## Apply what you read
A. Do these statements agree with the OpenAI embeddings guide? Answer yes or no for each, and quote the words from the guide that decide it.
(i) The dependencies are installed with npm.
(ii) The documents table stores embeddings as 768-dimensional vectors.
(iii) The pgvector extension is installed in MySQL.
B. List every package in the install command in the OpenAI embeddings guide.
C. Answer these questions from the OpenAI embeddings guide:
(i) What do OpenAI embeddings convert text into?
(ii) Which SQL command turns on the vector extension?
(iii) Which OpenAI model does the comment on the embedding column name?

## Text

[Start of Attachment]

Skip to content
Go back

Creating AI Embeddings with OpenAI for Semantic Search

Creating AI Embeddings with OpenAI for Semantic Search

Introduction

OpenAI embeddings convert text into high-dimensional vectors that capture semantic meaning. This guide implements semantic search using embeddings for intelligent document retrieval.

Prerequisites

Step 1: Install Dependencies

npm install openai pg @types/pg

Step 2: Setup Database with Vector Extension

Install pgvector extension in PostgreSQL:

-- Connect to your database and run:
CREATE EXTENSION vector;

-- Create table for storing documents and embeddings
CREATE TABLE documents (
  id SERIAL PRIMARY KEY,
  title TEXT NOT NULL,
  content TEXT NOT NULL,
  embedding VECTOR(1536), -- OpenAI ada-002 produces 1536-dimensional vectors
  created_at TIMESTAMP DEFAULT NOW()

[End of Attachment]

## Provided records
[Start of Attachment]

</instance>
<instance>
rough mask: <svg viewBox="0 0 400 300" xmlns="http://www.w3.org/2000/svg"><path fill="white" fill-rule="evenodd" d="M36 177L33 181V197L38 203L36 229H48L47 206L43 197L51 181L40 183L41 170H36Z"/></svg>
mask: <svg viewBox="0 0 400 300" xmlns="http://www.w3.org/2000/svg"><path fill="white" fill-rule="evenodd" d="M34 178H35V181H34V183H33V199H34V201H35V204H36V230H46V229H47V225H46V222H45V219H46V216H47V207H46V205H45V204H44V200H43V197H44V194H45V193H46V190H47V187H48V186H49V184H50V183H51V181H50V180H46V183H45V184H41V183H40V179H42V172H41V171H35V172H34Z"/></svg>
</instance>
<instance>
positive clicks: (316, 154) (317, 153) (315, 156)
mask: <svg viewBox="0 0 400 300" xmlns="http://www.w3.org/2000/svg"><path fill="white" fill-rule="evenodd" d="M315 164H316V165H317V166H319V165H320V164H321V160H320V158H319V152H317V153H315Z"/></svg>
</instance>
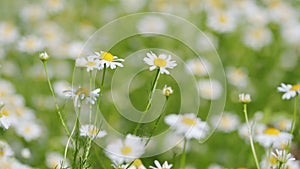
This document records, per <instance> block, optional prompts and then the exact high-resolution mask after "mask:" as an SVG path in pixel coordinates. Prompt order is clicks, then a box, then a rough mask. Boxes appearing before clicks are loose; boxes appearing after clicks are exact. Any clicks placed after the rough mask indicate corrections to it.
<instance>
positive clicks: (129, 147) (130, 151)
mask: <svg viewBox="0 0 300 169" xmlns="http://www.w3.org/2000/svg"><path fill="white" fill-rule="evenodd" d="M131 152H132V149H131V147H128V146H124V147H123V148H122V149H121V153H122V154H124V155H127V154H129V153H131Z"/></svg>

[End of Attachment]
[Start of Attachment]

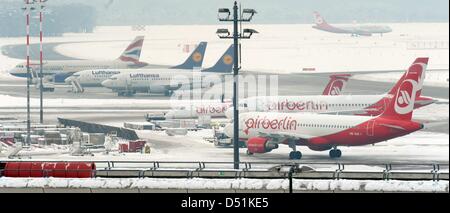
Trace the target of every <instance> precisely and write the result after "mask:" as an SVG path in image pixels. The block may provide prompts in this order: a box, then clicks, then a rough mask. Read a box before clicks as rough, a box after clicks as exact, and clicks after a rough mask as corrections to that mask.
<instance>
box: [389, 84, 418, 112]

[End of Attachment]

## Results of the tasks
A.
(i) Yes: "npm install openai pg @types/pg"
(ii) No: "embedding VECTOR(1536), -- OpenAI ada-002 produces 1536-dimensional vectors"
(iii) No: "Install pgvector extension in PostgreSQL:"

B. openai, pg, @types/pg

C.
(i) High-dimensional vectors that capture semantic meaning
(ii) CREATE EXTENSION vector;
(iii) ada-002